Instructions for the task: Render every line of the listing below as a Markdown table with the columns "No." and "Text", numbering the rows in order and skipping blank lines.

Source data:
--- begin ---
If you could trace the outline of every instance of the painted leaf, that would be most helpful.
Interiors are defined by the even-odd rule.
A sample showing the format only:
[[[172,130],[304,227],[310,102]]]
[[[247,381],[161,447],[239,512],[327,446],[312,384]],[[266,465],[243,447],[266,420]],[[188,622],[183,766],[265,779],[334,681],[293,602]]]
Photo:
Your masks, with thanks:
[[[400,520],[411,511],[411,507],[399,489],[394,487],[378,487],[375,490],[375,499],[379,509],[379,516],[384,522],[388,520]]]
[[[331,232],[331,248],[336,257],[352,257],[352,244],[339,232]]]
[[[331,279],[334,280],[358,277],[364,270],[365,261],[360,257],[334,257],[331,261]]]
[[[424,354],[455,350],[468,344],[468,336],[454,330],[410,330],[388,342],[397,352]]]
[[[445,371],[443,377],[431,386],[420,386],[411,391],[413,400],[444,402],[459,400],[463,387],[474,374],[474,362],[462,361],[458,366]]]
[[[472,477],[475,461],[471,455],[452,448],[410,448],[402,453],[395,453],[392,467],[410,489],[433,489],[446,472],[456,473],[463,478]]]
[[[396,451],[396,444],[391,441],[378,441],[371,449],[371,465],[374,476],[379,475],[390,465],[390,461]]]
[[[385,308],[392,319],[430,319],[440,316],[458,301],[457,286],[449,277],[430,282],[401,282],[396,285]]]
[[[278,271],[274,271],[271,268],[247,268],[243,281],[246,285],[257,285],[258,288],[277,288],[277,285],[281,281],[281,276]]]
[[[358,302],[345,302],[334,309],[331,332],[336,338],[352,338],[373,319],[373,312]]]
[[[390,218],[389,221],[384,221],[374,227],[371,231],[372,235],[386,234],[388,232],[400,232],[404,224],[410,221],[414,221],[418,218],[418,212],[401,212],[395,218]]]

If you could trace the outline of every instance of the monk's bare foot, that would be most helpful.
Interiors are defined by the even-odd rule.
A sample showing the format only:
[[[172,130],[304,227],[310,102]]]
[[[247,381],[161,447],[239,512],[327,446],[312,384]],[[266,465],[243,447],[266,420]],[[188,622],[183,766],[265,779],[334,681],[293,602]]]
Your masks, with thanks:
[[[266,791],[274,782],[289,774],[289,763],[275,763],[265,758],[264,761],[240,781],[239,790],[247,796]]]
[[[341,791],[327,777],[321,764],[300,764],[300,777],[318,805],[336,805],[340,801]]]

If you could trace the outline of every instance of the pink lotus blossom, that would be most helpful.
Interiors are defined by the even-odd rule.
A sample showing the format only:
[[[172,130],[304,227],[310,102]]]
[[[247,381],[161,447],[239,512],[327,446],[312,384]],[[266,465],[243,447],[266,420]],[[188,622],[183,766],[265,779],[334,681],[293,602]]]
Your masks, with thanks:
--- end ---
The completed task:
| No. | Text |
|---|---|
| 1 | If you could trace the outline of every instance of the painted leaf, that would be most helpful. |
| 2 | Interiors are defined by the even-odd rule. |
| 3 | A sample showing the format only: |
| 4 | [[[172,130],[304,227],[310,102]]] |
| 5 | [[[247,381],[161,447],[239,512],[327,446],[312,384]],[[266,465],[243,447],[266,420]],[[188,622],[183,766],[265,779],[334,681],[293,602]]] |
| 6 | Photo: |
| 7 | Your masks, with thanks: |
| 8 | [[[400,520],[411,511],[411,507],[399,489],[394,487],[378,487],[375,490],[375,499],[379,509],[379,516],[384,522],[388,520]]] |
| 9 | [[[331,232],[331,248],[336,257],[352,257],[352,244],[339,232]]] |
| 10 | [[[331,279],[334,280],[358,277],[364,270],[365,261],[360,257],[334,257],[331,261]]] |
| 11 | [[[424,354],[455,350],[468,344],[468,336],[454,330],[410,330],[388,342],[397,352]]] |
| 12 | [[[445,371],[443,377],[431,386],[420,386],[411,391],[413,400],[444,402],[459,400],[463,387],[474,374],[474,362],[462,361],[458,366]]] |
| 13 | [[[472,477],[475,461],[471,455],[452,448],[410,448],[402,453],[395,453],[392,467],[410,489],[433,489],[446,472],[456,473],[463,478]]] |
| 14 | [[[396,451],[396,444],[391,441],[378,441],[371,449],[371,465],[374,476],[379,475],[390,465],[390,461]]] |
| 15 | [[[385,308],[392,319],[430,319],[440,316],[458,301],[457,286],[449,277],[430,282],[401,282],[396,285]]] |
| 16 | [[[278,271],[274,271],[271,268],[247,268],[243,281],[246,285],[257,285],[258,288],[277,288],[277,285],[281,281],[281,276]]] |
| 17 | [[[358,302],[345,302],[334,309],[331,332],[336,338],[352,338],[373,319],[373,312]]] |
| 18 | [[[390,218],[389,221],[384,221],[374,227],[371,231],[372,235],[386,234],[388,232],[400,232],[404,224],[410,221],[414,221],[418,218],[418,212],[401,212],[395,218]]] |
| 19 | If you could trace the outline of every instance of the monk's bare foot, that would be most helpful. |
| 20 | Interiors are defined by the even-odd rule. |
| 21 | A sample showing the format only: |
| 22 | [[[172,130],[304,227],[310,102]]] |
| 23 | [[[247,381],[161,447],[239,512],[327,446],[312,384]],[[266,465],[243,447],[266,420]],[[188,622],[183,766],[265,779],[334,681],[293,602]]] |
| 24 | Your masks, with thanks: |
| 25 | [[[266,791],[274,782],[289,774],[289,763],[275,763],[265,758],[264,761],[240,781],[239,790],[247,796]]] |
| 26 | [[[341,791],[327,777],[321,764],[300,764],[300,777],[318,805],[336,805],[340,801]]] |
| 27 | If you could trace the outline of every instance of the pink lotus blossom, that would be most helpful. |
| 28 | Interiors are defined by the even-odd rule. |
| 29 | A sample showing the format only: |
| 30 | [[[172,130],[304,227],[310,102]]] |
| 31 | [[[247,381],[161,447],[239,512],[327,446],[312,384]],[[266,465],[243,447],[266,420]],[[188,622],[183,766],[265,779],[334,681],[293,602]]] |
| 32 | Your masks, with thanks: |